• Task prompt: Rewrite every row below, substituting "Place a single pin on every instance" for each occurrence of "Mark each instance with one pin" and changing nothing else. Omit the pictures from your answer.

(Records)
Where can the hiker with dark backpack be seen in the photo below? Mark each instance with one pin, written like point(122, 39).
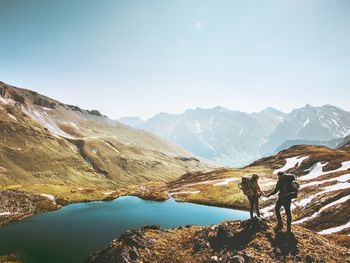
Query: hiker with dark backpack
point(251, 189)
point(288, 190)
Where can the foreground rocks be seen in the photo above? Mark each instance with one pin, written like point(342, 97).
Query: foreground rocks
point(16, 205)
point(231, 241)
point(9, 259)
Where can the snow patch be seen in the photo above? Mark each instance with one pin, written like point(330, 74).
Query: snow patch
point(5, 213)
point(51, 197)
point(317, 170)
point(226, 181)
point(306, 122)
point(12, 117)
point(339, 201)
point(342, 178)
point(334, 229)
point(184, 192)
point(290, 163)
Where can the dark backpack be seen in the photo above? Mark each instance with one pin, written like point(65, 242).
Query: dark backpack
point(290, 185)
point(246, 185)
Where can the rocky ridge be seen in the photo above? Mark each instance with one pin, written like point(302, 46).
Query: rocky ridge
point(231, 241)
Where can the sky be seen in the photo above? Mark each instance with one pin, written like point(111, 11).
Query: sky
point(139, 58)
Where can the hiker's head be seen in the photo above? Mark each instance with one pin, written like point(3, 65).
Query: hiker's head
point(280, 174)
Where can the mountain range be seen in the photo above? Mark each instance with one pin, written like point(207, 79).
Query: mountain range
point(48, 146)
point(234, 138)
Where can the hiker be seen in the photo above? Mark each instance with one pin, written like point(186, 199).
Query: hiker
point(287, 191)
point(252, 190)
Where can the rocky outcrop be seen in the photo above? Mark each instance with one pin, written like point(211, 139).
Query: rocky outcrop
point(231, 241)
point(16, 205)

• Written reply:
Where can the hiker with dark backpack be seen in the photo below? Place a single pin on every instance, written like point(122, 39).
Query: hiker with dark backpack
point(251, 189)
point(288, 190)
Where can the foreground rocks be seen in the photo above? Place a single pin on every instance, written like point(342, 97).
Query: foreground rocks
point(16, 205)
point(231, 241)
point(9, 259)
Where can the snow patch be seen in the photo above? Place a single pin on every instance, written like point(330, 74).
Query: snow patch
point(5, 213)
point(51, 197)
point(317, 170)
point(226, 181)
point(306, 122)
point(12, 117)
point(339, 201)
point(342, 178)
point(334, 229)
point(184, 192)
point(290, 163)
Where can the dark backpack be seen in the photo above? Place a single pin on every instance, written like point(65, 242).
Query: dark backpack
point(290, 185)
point(246, 185)
Where can the rocky ridge be seen in the photo above? Place a single pin on every instance, written like point(302, 46).
Query: rocky ridge
point(231, 241)
Where can the sky be seen in the photo above? Place a single pin on every instance, written like point(111, 11).
Query: sky
point(139, 58)
Where can the hiker's head be seen in the photo above? Place a single pin on every instance, written like point(3, 65).
Query: hiker's head
point(280, 174)
Where can the mountain range be seen in the photo above? Place a single pin on every instance, written like point(207, 79).
Query: mountain range
point(48, 146)
point(234, 138)
Where can the hiker be seen in the photo above? Place a single pin on every instance, written like point(186, 199).
Query: hiker
point(287, 191)
point(252, 190)
Where can the rocky outcrop be seen in the photo above? Place a single pin on every instance, written like point(211, 139).
Query: rocky outcrop
point(231, 241)
point(16, 205)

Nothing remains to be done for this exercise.